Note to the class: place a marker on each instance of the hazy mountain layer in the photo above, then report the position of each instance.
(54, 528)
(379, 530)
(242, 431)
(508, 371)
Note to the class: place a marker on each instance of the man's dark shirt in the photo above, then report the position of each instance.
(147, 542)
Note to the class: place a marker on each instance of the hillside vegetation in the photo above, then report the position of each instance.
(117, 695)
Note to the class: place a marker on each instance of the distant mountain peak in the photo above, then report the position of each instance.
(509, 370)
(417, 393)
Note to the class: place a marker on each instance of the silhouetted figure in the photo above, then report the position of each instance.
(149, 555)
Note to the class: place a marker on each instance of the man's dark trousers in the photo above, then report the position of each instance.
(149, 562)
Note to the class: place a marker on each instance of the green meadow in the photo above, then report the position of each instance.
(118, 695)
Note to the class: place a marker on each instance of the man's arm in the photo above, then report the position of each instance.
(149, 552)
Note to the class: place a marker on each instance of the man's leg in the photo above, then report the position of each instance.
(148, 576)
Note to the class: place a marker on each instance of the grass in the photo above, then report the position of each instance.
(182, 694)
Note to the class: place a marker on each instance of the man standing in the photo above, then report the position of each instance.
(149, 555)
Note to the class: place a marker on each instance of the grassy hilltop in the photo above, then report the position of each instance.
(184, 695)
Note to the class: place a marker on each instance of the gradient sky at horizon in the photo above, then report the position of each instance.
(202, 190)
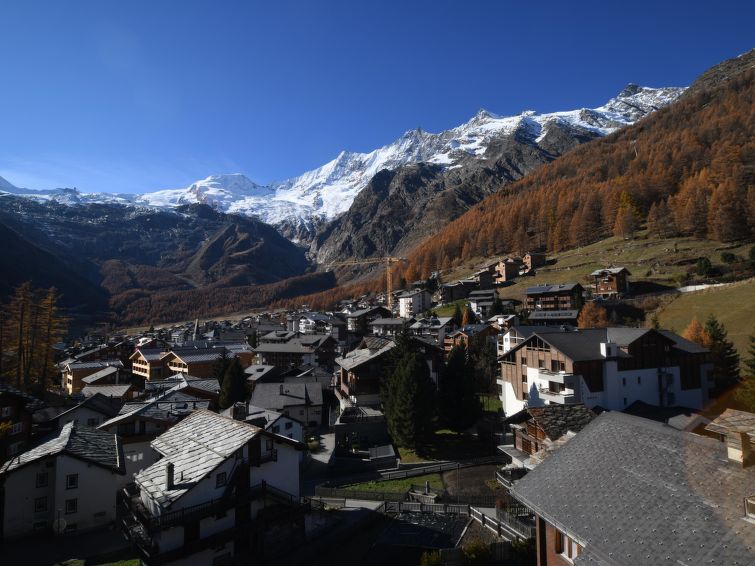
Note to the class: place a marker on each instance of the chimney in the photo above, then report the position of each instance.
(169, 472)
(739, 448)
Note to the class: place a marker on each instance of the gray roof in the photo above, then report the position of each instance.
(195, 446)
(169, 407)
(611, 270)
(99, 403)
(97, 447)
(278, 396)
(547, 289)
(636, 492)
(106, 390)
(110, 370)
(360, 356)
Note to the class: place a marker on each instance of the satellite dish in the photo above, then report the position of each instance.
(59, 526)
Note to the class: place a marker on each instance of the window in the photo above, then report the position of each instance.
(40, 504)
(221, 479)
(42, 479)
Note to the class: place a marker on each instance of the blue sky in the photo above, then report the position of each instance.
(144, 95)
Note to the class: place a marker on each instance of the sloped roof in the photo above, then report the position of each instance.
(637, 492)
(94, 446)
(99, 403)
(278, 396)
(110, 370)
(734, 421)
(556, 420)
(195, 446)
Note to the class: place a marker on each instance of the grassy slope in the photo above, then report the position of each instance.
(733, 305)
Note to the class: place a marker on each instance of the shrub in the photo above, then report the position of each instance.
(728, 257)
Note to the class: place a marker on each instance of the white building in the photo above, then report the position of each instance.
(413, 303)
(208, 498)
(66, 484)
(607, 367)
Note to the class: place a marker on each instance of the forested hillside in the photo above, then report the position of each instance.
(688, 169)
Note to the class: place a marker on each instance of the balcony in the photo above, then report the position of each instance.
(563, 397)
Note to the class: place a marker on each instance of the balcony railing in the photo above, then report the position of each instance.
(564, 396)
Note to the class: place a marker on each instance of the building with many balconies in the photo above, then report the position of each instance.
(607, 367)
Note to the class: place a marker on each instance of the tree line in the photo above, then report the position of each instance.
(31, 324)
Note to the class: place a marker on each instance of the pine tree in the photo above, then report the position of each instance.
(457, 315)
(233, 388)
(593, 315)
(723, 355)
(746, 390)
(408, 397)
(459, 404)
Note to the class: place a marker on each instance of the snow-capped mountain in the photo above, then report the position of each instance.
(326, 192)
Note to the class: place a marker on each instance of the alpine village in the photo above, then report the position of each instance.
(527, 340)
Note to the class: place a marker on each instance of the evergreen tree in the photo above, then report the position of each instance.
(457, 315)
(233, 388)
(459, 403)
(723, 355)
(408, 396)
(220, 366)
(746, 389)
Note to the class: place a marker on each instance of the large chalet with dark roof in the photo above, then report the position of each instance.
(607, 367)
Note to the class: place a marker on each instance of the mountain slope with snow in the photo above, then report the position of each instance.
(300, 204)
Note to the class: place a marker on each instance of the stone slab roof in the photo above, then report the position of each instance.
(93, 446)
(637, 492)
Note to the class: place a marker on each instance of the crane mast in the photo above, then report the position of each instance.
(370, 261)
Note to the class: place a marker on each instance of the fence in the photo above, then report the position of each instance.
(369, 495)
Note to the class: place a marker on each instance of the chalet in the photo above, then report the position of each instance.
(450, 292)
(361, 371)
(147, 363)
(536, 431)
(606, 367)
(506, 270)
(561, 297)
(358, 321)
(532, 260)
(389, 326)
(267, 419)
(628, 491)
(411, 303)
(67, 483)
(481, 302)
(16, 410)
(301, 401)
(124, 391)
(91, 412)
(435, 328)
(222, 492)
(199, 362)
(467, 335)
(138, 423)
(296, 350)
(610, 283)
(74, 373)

========================================

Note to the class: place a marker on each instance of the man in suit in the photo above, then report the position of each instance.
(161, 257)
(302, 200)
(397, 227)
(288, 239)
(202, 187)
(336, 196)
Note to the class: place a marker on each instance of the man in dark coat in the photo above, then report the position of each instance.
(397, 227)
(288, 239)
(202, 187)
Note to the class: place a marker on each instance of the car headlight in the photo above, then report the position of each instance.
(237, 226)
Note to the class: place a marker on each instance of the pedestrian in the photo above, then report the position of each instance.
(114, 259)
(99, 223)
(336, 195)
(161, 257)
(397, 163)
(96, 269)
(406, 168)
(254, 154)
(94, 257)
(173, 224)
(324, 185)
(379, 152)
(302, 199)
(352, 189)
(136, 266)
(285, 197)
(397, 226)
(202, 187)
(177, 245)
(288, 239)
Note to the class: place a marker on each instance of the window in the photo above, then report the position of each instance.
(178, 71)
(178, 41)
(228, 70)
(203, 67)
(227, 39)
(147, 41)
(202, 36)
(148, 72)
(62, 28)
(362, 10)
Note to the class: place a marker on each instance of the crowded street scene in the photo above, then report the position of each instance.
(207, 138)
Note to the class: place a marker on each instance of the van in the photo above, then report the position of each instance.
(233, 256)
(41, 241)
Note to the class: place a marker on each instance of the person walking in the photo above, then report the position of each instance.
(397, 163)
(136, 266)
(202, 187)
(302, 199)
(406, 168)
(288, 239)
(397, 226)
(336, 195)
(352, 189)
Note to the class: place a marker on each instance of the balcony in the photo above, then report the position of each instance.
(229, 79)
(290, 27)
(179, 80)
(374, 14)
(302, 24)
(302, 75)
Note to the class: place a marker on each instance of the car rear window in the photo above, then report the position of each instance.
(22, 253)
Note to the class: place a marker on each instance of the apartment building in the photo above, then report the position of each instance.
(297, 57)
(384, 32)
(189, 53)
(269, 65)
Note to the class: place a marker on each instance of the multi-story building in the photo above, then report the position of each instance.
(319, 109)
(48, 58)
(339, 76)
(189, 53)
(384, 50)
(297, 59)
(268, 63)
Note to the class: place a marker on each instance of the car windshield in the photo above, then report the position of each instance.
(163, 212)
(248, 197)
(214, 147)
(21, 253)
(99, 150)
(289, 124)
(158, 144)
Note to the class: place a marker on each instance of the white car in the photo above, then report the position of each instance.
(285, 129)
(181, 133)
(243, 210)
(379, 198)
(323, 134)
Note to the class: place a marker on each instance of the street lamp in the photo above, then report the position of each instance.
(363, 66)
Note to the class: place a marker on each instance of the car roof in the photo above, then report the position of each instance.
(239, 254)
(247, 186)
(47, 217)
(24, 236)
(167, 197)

========================================

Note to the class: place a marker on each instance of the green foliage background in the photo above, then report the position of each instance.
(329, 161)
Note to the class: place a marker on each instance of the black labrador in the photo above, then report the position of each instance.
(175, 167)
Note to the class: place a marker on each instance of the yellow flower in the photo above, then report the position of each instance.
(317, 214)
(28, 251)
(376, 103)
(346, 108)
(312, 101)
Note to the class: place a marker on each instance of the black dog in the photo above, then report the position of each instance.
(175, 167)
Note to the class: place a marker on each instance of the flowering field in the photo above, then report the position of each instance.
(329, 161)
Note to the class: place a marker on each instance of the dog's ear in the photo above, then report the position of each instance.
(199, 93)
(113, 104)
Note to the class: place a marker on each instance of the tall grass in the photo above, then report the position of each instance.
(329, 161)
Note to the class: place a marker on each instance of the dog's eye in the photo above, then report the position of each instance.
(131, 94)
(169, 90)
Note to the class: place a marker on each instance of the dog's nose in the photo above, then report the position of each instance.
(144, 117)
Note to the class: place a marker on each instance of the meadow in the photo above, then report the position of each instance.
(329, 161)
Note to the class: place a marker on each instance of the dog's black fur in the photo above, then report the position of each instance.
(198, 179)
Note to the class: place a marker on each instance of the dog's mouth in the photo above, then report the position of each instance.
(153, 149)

========================================

--- Do this ---
List every line in the three blocks of entries above that contains the word "meadow", matching its case exactly.

--- Reply to the task ---
Note to the class: place a marker on each instance of the green meadow in the photo above, then report the position of each instance.
Note to the class: place a marker on each instance of the meadow in the photo above, then report the position of each instance.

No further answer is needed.